• [Data rows]:

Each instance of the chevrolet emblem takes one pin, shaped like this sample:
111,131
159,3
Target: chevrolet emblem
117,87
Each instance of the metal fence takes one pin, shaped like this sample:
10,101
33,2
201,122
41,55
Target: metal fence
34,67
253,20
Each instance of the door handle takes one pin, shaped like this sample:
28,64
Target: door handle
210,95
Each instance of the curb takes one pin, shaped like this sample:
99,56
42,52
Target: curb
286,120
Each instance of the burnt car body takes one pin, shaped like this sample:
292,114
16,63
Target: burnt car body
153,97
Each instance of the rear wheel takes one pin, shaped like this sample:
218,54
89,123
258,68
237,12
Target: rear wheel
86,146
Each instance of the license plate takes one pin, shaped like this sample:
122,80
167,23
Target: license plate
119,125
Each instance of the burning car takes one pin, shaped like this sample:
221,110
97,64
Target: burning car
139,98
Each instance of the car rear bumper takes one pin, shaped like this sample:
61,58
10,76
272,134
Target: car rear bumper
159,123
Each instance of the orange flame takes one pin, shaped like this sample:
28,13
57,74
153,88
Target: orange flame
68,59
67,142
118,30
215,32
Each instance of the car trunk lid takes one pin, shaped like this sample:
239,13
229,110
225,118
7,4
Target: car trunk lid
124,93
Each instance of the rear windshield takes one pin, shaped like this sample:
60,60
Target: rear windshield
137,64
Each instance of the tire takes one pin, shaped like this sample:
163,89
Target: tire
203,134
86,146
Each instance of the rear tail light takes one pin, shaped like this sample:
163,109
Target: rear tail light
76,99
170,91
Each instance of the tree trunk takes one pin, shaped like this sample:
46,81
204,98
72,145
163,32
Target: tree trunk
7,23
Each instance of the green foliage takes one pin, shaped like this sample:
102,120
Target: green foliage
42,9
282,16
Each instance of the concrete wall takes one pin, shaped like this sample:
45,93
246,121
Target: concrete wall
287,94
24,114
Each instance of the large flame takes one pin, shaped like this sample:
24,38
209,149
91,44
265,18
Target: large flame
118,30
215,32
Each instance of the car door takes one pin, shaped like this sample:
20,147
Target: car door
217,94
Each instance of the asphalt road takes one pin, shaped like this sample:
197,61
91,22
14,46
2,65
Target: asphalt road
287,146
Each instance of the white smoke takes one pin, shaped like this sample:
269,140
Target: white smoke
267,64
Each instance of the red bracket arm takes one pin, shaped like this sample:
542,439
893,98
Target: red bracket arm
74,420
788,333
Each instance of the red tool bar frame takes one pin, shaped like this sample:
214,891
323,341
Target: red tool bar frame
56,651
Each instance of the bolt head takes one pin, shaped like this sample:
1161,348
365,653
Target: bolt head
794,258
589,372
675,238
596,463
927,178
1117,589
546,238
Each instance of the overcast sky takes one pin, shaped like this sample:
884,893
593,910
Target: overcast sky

• [Directions for this task]:
Copy the entries above exactly, leaving none out.

• [Response to the task]:
Each instance of the chevrolet emblem takes one pin, shaped like this sample:
111,131
159,3
Target: chevrolet emblem
117,87
Each instance of the metal fence takes one pin, shaped like this sample:
10,101
33,2
201,122
41,55
Target: metal fence
34,67
253,20
Each instance of the door handle takes one pin, shaped like this sample:
28,64
Target: door handle
210,95
Each instance of the curb takes one pin, shaped like this sample:
99,56
42,52
Target: curb
286,120
Each instance of the burnt car body takes one pin, shaped like this sample:
292,114
16,63
Target: burnt car body
153,97
Each instance of the rear wheel takes one pin, shaped like this sample:
218,54
89,123
258,68
237,12
Target: rear wheel
86,146
Each instance of the license plate takes one pin, shaped like this sample:
122,80
167,23
Target: license plate
119,125
Each instance of the burning car takes one pin, shaped like this sample:
221,110
97,64
Target: burning car
139,98
Each instance of the car rear bumper takes one pin, shaped like this sample:
61,58
10,76
272,134
Target: car rear bumper
159,123
Each instance of the orange flame takes one pin, shaped like this sample:
28,13
57,74
153,88
Target: orange flame
68,59
67,142
118,30
215,32
Each instance of the car trunk lid takes one pin, shaped like this sample:
239,13
229,110
225,118
7,4
Target: car trunk lid
124,93
Each instance of the rear windshield takes one pin, shaped like this sample:
60,60
Target: rear windshield
137,64
Each instance of the tire takes one pin, shaped like this sample:
163,89
Target: tire
203,134
86,146
Each instance of the rear tail light takes one pin, shaped like this sample:
163,109
Target: rear tail light
76,99
170,91
Each instance of the tree trunk takes one pin, shaped like this sample:
46,81
204,98
72,145
163,32
Target: tree trunk
7,23
Each instance of the green foliage takes one pin, shaped like this sample:
102,120
Target: green foliage
42,9
282,16
Each instance of the concrete wall takes one pin, shaped like this sample:
45,93
246,121
Target: concrete wall
287,94
24,114
Each instance of the large flame takes one pin, shaped like this sample:
24,38
209,149
91,44
265,18
Target: large flame
118,30
215,32
Each instance of the car door takes one pin, shaped like this sample:
20,147
Target: car door
217,94
Each instance of the asphalt road takes one pin, shaped like this sample:
197,61
91,22
14,46
2,65
Target: asphalt road
287,146
Each instance of the white smoke takes one pin, shaped like this sample:
269,140
Target: white smoke
267,64
Each instance of the red bracket arm takes one pin, shaped like this sample:
542,439
893,98
Target: red bracket arm
74,420
788,333
Each instance of the red tool bar frame takes one pin, shaped like this sample:
214,891
323,341
Target: red tool bar frame
56,651
Each instance of the bolt head takes one pin, shaped like this sample:
1161,348
365,653
Target: bolt head
794,258
589,372
675,238
596,463
927,178
1117,589
546,238
Each instance of the overcast sky takes one pin, shaped like this sample:
884,893
593,910
Target: overcast sky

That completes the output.